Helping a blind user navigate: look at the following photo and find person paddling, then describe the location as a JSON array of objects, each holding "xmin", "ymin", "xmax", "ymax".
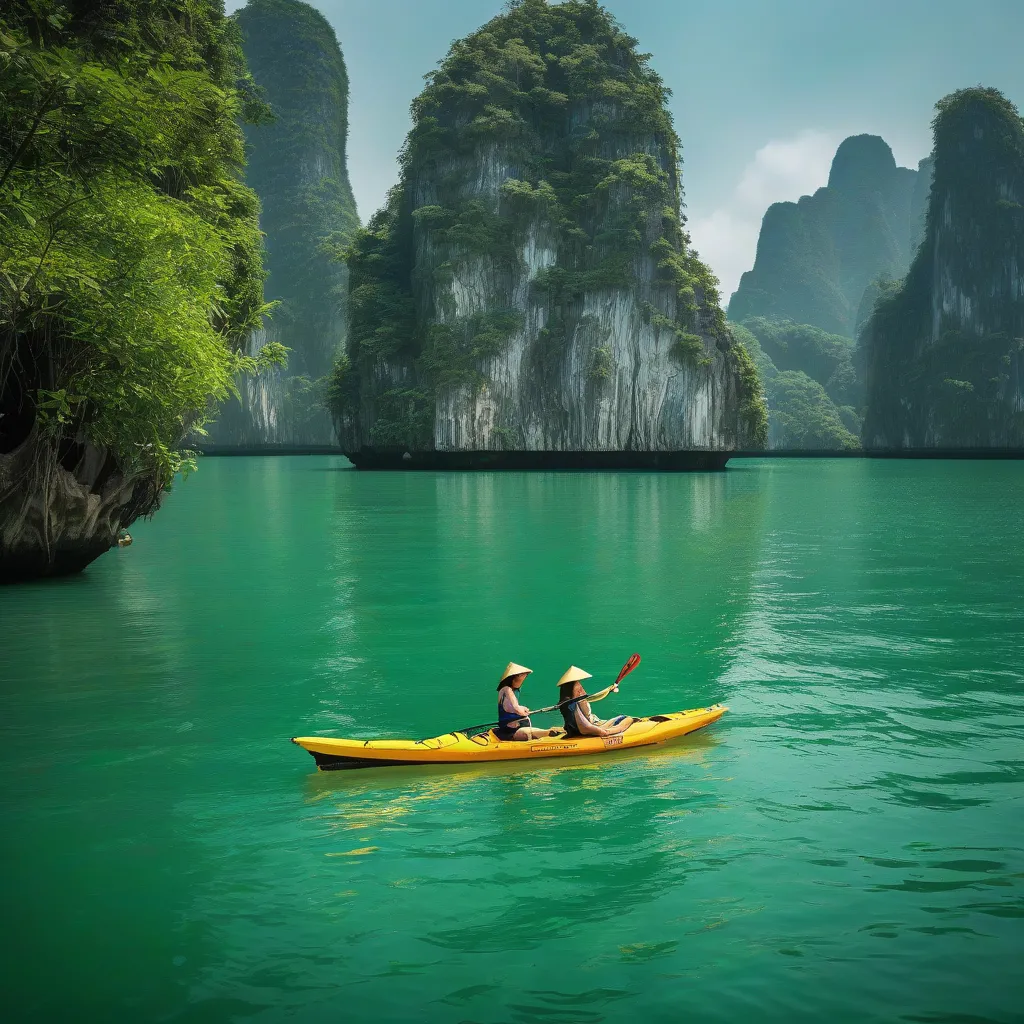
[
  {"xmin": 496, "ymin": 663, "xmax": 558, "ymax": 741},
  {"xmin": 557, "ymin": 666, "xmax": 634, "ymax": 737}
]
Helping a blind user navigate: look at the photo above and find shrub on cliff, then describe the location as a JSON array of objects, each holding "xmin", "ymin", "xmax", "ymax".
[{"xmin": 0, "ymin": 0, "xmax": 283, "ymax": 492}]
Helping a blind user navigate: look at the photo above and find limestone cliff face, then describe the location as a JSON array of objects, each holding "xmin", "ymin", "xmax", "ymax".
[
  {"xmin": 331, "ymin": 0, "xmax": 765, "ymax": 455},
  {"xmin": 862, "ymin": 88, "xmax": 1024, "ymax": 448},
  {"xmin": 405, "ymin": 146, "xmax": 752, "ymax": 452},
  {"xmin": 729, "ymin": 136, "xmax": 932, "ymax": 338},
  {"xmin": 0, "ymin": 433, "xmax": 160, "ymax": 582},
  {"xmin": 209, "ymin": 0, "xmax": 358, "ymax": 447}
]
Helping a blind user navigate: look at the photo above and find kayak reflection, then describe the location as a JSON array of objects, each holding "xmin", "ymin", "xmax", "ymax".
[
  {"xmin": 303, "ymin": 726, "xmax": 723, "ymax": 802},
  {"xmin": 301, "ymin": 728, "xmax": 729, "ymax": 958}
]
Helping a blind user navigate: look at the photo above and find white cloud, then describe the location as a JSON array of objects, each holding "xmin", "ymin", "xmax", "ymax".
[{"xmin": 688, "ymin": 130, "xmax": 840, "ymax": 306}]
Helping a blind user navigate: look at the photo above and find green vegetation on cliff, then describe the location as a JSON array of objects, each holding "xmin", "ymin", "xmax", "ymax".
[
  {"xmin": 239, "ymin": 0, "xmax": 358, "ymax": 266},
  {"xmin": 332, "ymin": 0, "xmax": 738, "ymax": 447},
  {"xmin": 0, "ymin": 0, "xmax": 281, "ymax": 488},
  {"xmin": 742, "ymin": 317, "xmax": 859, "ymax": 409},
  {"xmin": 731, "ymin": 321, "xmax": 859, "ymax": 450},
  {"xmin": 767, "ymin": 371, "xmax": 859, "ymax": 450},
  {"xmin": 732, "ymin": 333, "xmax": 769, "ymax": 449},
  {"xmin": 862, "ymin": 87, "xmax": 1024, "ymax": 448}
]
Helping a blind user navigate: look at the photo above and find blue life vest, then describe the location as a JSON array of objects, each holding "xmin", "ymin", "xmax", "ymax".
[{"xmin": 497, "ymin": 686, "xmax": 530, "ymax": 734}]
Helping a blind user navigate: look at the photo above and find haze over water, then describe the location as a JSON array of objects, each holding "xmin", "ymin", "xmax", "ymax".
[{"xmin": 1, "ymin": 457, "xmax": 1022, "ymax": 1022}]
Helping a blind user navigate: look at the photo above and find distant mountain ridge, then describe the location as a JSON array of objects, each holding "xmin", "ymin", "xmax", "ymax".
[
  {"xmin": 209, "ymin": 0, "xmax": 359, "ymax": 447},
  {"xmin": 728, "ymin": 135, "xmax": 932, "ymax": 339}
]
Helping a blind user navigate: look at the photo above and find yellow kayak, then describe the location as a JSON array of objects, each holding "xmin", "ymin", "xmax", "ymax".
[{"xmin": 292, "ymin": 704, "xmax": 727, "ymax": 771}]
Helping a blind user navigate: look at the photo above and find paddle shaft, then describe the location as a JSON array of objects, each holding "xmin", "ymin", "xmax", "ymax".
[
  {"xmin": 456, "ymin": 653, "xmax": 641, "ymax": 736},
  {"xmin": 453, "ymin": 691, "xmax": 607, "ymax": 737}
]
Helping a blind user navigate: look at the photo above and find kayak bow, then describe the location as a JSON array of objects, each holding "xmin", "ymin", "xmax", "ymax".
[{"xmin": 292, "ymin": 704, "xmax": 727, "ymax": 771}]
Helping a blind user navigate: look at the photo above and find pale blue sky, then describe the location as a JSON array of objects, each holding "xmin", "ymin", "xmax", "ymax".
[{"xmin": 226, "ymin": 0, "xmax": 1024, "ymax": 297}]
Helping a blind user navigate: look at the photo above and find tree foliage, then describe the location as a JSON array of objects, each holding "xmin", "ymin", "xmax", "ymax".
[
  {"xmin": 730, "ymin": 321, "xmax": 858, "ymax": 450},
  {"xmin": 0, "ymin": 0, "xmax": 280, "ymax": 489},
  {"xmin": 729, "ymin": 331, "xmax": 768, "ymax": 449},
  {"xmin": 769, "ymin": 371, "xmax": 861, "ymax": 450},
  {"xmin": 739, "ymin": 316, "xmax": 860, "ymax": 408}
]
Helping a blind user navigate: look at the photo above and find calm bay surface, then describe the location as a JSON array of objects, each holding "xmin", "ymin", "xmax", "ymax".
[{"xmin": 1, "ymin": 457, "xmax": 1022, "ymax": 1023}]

========

What is needed is an exact repetition of every entry, without the pictures.

Helping a blind user navigate: look at the following photo and find person paddling, then describe the location as a JSON array of objects, each holding "xmin", "ymin", "xmax", "ymax".
[
  {"xmin": 496, "ymin": 663, "xmax": 558, "ymax": 741},
  {"xmin": 557, "ymin": 666, "xmax": 634, "ymax": 737}
]
Helping a blind user navigate: look at the photo above and find shrub on cliff, then describe the location as a JSON array of objects, each holding "xmin", "ymin", "xmax", "ymax".
[{"xmin": 0, "ymin": 0, "xmax": 283, "ymax": 492}]
Helping a blind user navigate: look at the photo above and find limestone cliff face, then describe the location as a JSON array of objects, each holding "xmin", "ymin", "xmax", "ymax".
[
  {"xmin": 331, "ymin": 0, "xmax": 765, "ymax": 455},
  {"xmin": 862, "ymin": 88, "xmax": 1024, "ymax": 448},
  {"xmin": 405, "ymin": 146, "xmax": 752, "ymax": 452},
  {"xmin": 729, "ymin": 136, "xmax": 932, "ymax": 338},
  {"xmin": 0, "ymin": 433, "xmax": 160, "ymax": 582},
  {"xmin": 209, "ymin": 0, "xmax": 358, "ymax": 447}
]
Helping a blind user navigate: look at the photo above and find kayak reflection, then describe the location as a JSON array of objects, each holding "xmin", "ymin", "xmax", "ymax".
[
  {"xmin": 303, "ymin": 726, "xmax": 723, "ymax": 802},
  {"xmin": 301, "ymin": 728, "xmax": 729, "ymax": 958}
]
Helping a blind user navigate: look at the photo above and find white cloud, then describe the location as a JSON array of objects, each holding "xmin", "ymin", "xmax", "ymax".
[{"xmin": 688, "ymin": 130, "xmax": 840, "ymax": 306}]
Helping a blind user navigate: look at the photo above and find green vegetation on cliff, then describe the location as a JSON array of objects, each holding "xmin", "ymin", "xmax", "ymax".
[
  {"xmin": 239, "ymin": 0, "xmax": 358, "ymax": 266},
  {"xmin": 332, "ymin": 0, "xmax": 738, "ymax": 447},
  {"xmin": 0, "ymin": 0, "xmax": 281, "ymax": 488},
  {"xmin": 742, "ymin": 317, "xmax": 859, "ymax": 409},
  {"xmin": 731, "ymin": 321, "xmax": 859, "ymax": 450},
  {"xmin": 767, "ymin": 371, "xmax": 859, "ymax": 450},
  {"xmin": 732, "ymin": 333, "xmax": 769, "ymax": 449},
  {"xmin": 862, "ymin": 87, "xmax": 1024, "ymax": 448}
]
Helping a blind user navigate: look at the photo above and find blue life vest, then describe the location as a JSON array of objects, each holding "xmin", "ymin", "xmax", "ymax".
[{"xmin": 497, "ymin": 686, "xmax": 530, "ymax": 734}]
Helping a blind user navigate: look at the photo above and find haze over water, then describe the location as a JSON array of objects, each holding "xmin", "ymin", "xmax", "ymax".
[{"xmin": 1, "ymin": 457, "xmax": 1022, "ymax": 1022}]
Helping a blind user navigate: look at the photo above and find distant mountain ridge, then describe the location as a JSON array of objects, each holding "xmin", "ymin", "xmax", "ymax".
[
  {"xmin": 209, "ymin": 0, "xmax": 359, "ymax": 447},
  {"xmin": 728, "ymin": 135, "xmax": 932, "ymax": 339}
]
Helping a blind user navigate: look at the photo above and find yellow kayak, then describe the location as a JSON array of objects, each holding "xmin", "ymin", "xmax", "ymax".
[{"xmin": 292, "ymin": 704, "xmax": 727, "ymax": 771}]
Helping a blind user navigate: look at the photo above and find paddle shaft, then describe the location as a JSON array of objects, each holding "xmin", "ymin", "xmax", "ymax".
[
  {"xmin": 456, "ymin": 653, "xmax": 641, "ymax": 736},
  {"xmin": 453, "ymin": 691, "xmax": 607, "ymax": 737}
]
Helping a blind user navigate: look at the photo above and find kayak bow, then describe the location as a JSON array of objects, each holding "xmin", "ymin", "xmax", "ymax".
[{"xmin": 292, "ymin": 704, "xmax": 727, "ymax": 771}]
Helping a blind user navigate: look at the photo above and find pale blue sky, then describe the location as a JSON array of objects, each holding "xmin", "ymin", "xmax", "ymax".
[{"xmin": 226, "ymin": 0, "xmax": 1024, "ymax": 297}]
Helping a blind user navigate: look at the photo above and find tree foliage, then describe the location as a JSON array of objects, each holding "xmin", "ymin", "xmax", "ymax".
[
  {"xmin": 730, "ymin": 321, "xmax": 858, "ymax": 450},
  {"xmin": 0, "ymin": 0, "xmax": 280, "ymax": 489},
  {"xmin": 729, "ymin": 331, "xmax": 768, "ymax": 449},
  {"xmin": 769, "ymin": 371, "xmax": 861, "ymax": 450},
  {"xmin": 739, "ymin": 316, "xmax": 860, "ymax": 408}
]
Helping a blind user navigate: look at the photo above and find calm bay surface, then describe the location as a JSON array of objects, each holding "xmin", "ymin", "xmax", "ymax".
[{"xmin": 1, "ymin": 457, "xmax": 1022, "ymax": 1023}]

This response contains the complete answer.